TASK REQUIREMENTS:
Rewrite all the records below, replacing "thickest part" with "widest part" and keeping everything else the same. Leave out the pictures.

RECORDS PROVIDED:
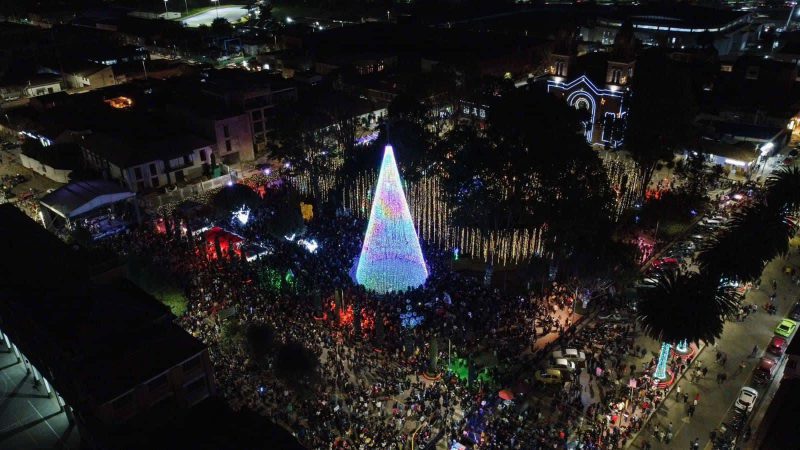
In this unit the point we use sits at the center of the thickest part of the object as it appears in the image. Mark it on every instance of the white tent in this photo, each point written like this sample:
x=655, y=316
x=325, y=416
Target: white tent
x=78, y=198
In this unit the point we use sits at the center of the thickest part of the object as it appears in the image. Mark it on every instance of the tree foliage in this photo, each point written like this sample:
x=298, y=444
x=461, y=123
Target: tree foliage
x=531, y=168
x=661, y=110
x=296, y=365
x=260, y=340
x=686, y=305
x=753, y=237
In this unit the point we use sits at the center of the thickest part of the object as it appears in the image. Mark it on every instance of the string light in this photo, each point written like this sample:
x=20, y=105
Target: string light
x=391, y=257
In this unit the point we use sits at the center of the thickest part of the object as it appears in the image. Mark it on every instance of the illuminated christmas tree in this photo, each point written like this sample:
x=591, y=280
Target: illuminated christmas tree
x=391, y=258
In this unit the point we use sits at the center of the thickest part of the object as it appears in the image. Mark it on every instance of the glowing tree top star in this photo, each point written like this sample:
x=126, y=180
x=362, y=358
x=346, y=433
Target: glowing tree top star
x=391, y=258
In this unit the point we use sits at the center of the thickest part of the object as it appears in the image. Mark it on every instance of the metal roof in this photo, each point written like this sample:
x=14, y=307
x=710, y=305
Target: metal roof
x=81, y=197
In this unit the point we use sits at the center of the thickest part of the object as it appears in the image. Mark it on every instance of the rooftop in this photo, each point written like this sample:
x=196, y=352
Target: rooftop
x=95, y=340
x=132, y=149
x=78, y=197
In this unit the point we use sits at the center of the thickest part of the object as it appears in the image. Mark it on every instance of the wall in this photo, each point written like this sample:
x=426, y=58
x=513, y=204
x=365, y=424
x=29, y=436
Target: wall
x=42, y=89
x=239, y=134
x=57, y=175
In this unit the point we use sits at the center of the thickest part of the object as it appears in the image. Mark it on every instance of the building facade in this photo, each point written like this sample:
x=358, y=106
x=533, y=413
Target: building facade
x=602, y=108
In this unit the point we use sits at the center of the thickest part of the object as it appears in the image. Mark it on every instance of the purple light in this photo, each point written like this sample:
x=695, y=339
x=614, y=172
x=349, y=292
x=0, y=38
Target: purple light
x=391, y=257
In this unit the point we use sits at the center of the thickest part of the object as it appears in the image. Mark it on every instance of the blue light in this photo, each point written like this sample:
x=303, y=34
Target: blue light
x=663, y=358
x=391, y=257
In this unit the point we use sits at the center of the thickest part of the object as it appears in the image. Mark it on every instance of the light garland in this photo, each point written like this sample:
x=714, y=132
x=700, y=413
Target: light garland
x=663, y=358
x=391, y=257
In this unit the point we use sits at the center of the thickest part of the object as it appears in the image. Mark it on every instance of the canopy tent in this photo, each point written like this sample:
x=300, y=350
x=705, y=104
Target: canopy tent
x=228, y=242
x=81, y=197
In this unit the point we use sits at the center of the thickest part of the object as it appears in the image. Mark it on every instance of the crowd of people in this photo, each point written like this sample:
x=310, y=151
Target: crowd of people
x=377, y=380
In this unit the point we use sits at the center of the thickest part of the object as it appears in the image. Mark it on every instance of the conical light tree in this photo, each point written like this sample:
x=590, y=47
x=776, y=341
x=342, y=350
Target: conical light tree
x=391, y=258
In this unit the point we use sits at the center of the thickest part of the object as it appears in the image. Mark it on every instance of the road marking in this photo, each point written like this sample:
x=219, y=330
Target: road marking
x=45, y=420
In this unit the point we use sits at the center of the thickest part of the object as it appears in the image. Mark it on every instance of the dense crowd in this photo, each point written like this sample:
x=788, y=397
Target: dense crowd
x=370, y=388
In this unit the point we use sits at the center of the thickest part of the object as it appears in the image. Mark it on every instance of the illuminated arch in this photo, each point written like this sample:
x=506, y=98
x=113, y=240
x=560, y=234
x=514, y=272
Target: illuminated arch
x=573, y=99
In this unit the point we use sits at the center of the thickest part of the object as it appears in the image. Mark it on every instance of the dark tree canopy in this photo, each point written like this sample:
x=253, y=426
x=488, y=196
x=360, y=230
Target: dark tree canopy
x=531, y=168
x=686, y=305
x=295, y=365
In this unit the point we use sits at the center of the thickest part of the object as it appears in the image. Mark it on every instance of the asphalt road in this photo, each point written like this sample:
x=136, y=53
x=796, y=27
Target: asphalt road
x=737, y=342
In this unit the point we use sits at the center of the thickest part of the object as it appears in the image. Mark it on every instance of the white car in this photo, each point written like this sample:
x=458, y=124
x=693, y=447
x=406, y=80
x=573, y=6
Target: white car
x=747, y=399
x=563, y=365
x=569, y=354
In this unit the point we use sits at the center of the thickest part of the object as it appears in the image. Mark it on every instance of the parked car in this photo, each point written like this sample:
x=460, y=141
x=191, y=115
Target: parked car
x=786, y=328
x=569, y=354
x=549, y=376
x=794, y=314
x=747, y=399
x=777, y=346
x=563, y=365
x=766, y=369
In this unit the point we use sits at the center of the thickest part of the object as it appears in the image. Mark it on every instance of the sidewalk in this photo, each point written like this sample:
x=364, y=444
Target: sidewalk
x=737, y=342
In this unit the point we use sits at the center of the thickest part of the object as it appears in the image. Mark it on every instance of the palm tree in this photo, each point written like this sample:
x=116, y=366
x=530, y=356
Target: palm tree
x=753, y=237
x=783, y=189
x=685, y=306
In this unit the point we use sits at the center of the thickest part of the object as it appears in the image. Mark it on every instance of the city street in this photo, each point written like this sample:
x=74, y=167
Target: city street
x=737, y=342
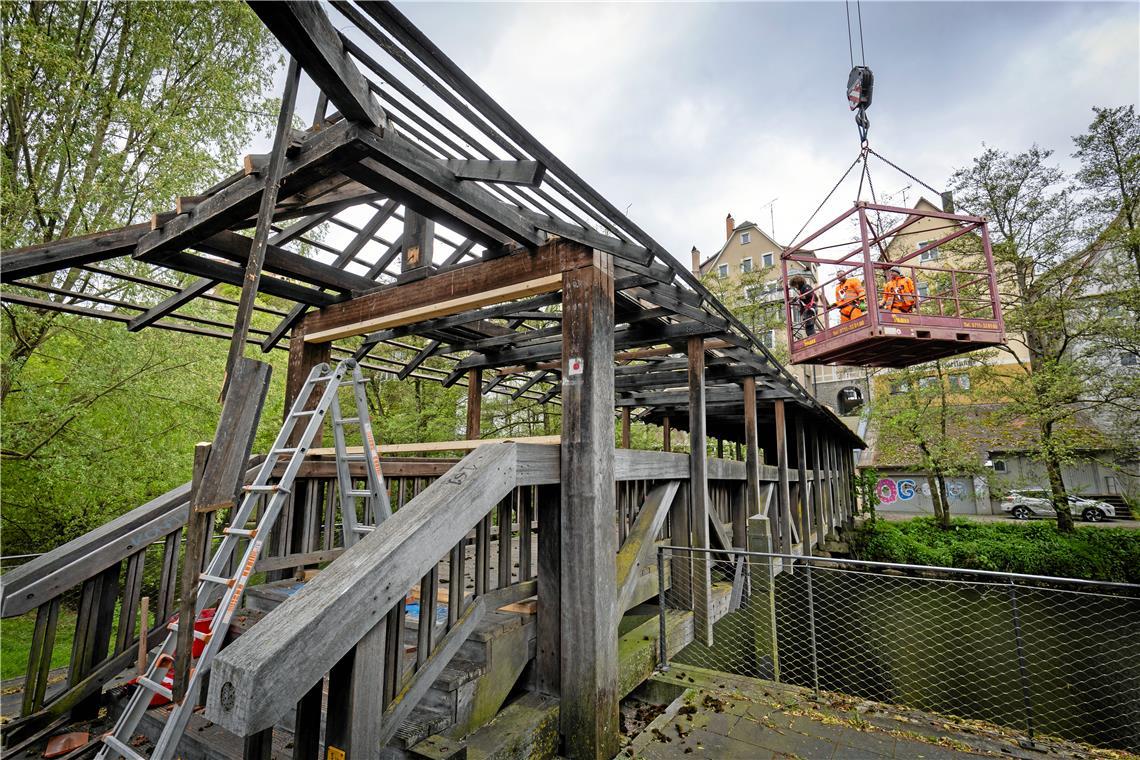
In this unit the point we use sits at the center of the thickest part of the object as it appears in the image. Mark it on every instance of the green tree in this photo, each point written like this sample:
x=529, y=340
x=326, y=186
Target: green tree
x=1035, y=223
x=914, y=425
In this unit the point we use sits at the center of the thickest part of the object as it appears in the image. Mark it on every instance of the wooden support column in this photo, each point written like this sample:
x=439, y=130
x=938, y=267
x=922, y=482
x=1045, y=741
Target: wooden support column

ANSWER FOR THIS EXERCISE:
In this unit the point we use sits at the center of the widest part of the object as it appears in the image. Mark it on every instance of the white tent in this photo, each point written like this sample:
x=655, y=316
x=325, y=416
Target: white tent
x=78, y=198
In this unit the point we use sits at the center of the widest part of the object as it appears in the image. Mark it on every instance of the tree foliage in this photo, each point written like this sample:
x=298, y=444
x=461, y=123
Target: tree foliage
x=531, y=168
x=661, y=110
x=296, y=365
x=260, y=340
x=686, y=305
x=753, y=237
In this unit the point we use sits at the center of the widest part of the object as it appears in the image. Mark it on every instance of the string light in this photo, each point written like this sample:
x=20, y=105
Target: string light
x=391, y=257
In this unit the point we use sits at the center of the widest part of the object as it appears in the image. Mark it on every instance of the illuminated christmas tree in this photo, each point written like this sample:
x=591, y=280
Target: illuminated christmas tree
x=391, y=258
In this unit the point we use sits at the center of the widest part of the object as it appears in the image. Mark it on every instance of the glowing tree top star in this photo, each point written like this sample:
x=126, y=180
x=362, y=358
x=346, y=433
Target: glowing tree top star
x=391, y=258
In this unit the point we use sits at the center of the widest part of the object as it appears in the image. Mark it on every instance of the metal roof in this photo, each point written like this sample:
x=14, y=307
x=710, y=305
Target: metal roof
x=81, y=197
In this unit the point we use sits at the center of the widest part of the object as it appears in the image. Mark it on every instance of the rooftop in this photo, each point written like this sample:
x=196, y=352
Target: rooftop
x=95, y=340
x=132, y=149
x=78, y=197
In this unit the point we use sits at the center of the widest part of the object as it appears in the image. Mark it on every instance of the wall in this photo, each point written like this sample:
x=426, y=58
x=513, y=204
x=365, y=424
x=29, y=436
Target: wall
x=42, y=89
x=239, y=134
x=57, y=175
In this unit the point we use sits at the center of the widest part of the object as it appears in the image. Mark it on every instance of the building facade in this photo, each point written like this sample:
x=358, y=106
x=533, y=413
Target: building facade
x=602, y=108
In this unit the point we use sits at the center of the widest part of the object as it appears in the image. Mark it on every instance of the purple light in this photo, each point written like this sample:
x=695, y=339
x=614, y=172
x=349, y=292
x=0, y=38
Target: purple light
x=391, y=257
In this unit the point we use sits at the center of the widest part of the object as it appears in the image. Mark it on every instance of the blue light in this photo, each point written like this sample:
x=303, y=34
Target: blue light
x=663, y=358
x=391, y=257
In this unit the point we use sits at the center of the widest part of the object as it appears in the image. Mark it on every instance of the light garland in this photo, each point written like this sample:
x=714, y=132
x=700, y=413
Target: light garland
x=663, y=358
x=391, y=257
In this unit the point we use sits at the center of the widest part of the object as it appears in the image. Mark it on every instance of the canopy tent in this photo, each point written like this sample:
x=300, y=350
x=705, y=104
Target: canopy tent
x=228, y=242
x=81, y=197
In this unit the point we use sits at the center of the widest part of the object as it appears in the image. Mark it on every instance of the crowd of people in this photo, each point written like this sample:
x=310, y=151
Target: crowd of people
x=377, y=380
In this unit the point we use sits at the center of the widest part of the object as it appears in the image. Mark it on every instance of the conical light tree in this photo, each point written like this sample:
x=590, y=47
x=776, y=341
x=342, y=350
Target: conical light tree
x=391, y=258
In this unit the point we use sits at the center of the widest part of the object as it appears in the image. Mark it on every instance of the road marking in this photo, each point written like this sample:
x=219, y=330
Target: road marking
x=45, y=420
In this unit the point we use sits at the center of the widest part of the object as it appears in the image. Mark it on every instance of the dense crowd in this photo, each point written like this sample:
x=788, y=397
Target: dense crowd
x=370, y=388
In this unit the point we use sits at the center of the widest part of the object as it appears in the image. Mark it on every instance of the illuminated arch in this photo, each point written like this sample:
x=506, y=98
x=113, y=240
x=560, y=234
x=514, y=272
Target: illuminated arch
x=573, y=99
In this unit the point we use sits at the center of the widest part of the object as it appears in the image. Mark it on every instance of the dark tree canopy in this photo, each point written like this sample:
x=253, y=426
x=488, y=196
x=360, y=230
Target: dark tree canopy
x=531, y=168
x=686, y=305
x=295, y=365
In this unit the point we use sits at the center of the widest part of the object as it appears in the image. Mark it on every instance of the asphalt road in this photo, each point written like this sample:
x=136, y=53
x=796, y=27
Target: asphalt road
x=737, y=342
In this unit the point we use sits at the center of the widest part of the object as it appears in the image. Mark it on every instance of the white car in this photo, each point written like this sample:
x=458, y=124
x=693, y=447
x=406, y=80
x=573, y=6
Target: white car
x=747, y=399
x=563, y=365
x=569, y=354
In this unit the point we use sits at the center of the widest part of the object as it appears in the image. Mark it on every instance of the parked car in this photo, each point written like this sample:
x=460, y=141
x=191, y=115
Target: parked car
x=786, y=328
x=569, y=354
x=549, y=376
x=794, y=314
x=747, y=399
x=777, y=346
x=563, y=365
x=766, y=369
In this unit the point we use sits at the center of the widest part of the object as it appears in the image. Mark it on every instance of the sidewalk in this photo, each point written like this sample:
x=364, y=444
Target: sidewalk
x=737, y=342
In this unit the point we use sits at the center of the widest part of the object as it appears in the image. Mark it on every instance of the palm tree in this photo, each point written like this sample:
x=116, y=366
x=530, y=356
Target: palm tree
x=753, y=237
x=783, y=189
x=685, y=306
In this unit the point we use sits at the center of the widest part of the object as it appears in the image. Mark it on every instance of the city street in this photo, each point written like this sample:
x=74, y=167
Target: city street
x=737, y=342
In this unit the point we use sits at the center of the widest part of the object as it appears in the image. Mark it on every instance of the green tree in this photo, each point written like this sample:
x=529, y=340
x=326, y=186
Target: green tree
x=1035, y=223
x=914, y=425
In this unit the point we use sits at the center of the widest part of the object as it appears in the image. Mark it on every instance of the wooden support column in this photo, each point written like this sample:
x=439, y=130
x=938, y=267
x=922, y=482
x=1045, y=741
Target: wooden support column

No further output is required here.